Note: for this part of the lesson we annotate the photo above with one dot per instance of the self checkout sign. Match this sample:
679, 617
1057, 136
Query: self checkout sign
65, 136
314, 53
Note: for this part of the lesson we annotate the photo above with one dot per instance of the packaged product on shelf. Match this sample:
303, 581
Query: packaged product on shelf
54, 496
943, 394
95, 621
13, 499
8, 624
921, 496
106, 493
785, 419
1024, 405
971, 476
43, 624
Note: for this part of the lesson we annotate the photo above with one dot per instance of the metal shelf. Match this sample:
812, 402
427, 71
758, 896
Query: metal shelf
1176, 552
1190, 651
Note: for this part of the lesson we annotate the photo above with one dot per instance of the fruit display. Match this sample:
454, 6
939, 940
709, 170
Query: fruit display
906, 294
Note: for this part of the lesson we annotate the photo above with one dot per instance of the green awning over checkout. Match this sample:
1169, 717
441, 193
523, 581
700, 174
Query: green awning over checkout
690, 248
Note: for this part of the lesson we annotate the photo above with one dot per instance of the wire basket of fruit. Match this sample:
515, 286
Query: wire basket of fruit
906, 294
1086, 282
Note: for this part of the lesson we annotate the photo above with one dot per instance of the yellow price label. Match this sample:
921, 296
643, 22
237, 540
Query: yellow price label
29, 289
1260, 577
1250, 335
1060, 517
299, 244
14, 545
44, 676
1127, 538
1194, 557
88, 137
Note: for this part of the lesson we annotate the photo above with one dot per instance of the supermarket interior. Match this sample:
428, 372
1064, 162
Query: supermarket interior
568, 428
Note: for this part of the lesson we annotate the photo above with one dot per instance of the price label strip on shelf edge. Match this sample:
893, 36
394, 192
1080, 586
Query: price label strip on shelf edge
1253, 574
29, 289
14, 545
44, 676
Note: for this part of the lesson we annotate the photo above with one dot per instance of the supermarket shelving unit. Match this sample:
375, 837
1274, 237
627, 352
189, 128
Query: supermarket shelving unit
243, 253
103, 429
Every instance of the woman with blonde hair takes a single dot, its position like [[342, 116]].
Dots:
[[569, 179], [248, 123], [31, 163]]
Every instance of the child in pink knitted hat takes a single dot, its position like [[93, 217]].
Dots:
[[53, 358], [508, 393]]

· · ·

## WHAT TO DO
Each line above that carries the string "single" has to be returned.

## TASK RESULT
Every instance of the woman with blonde hair takes a single dot, its position like [[342, 116]].
Every instance of the child in pink knitted hat takes a single dot, its position like [[93, 217]].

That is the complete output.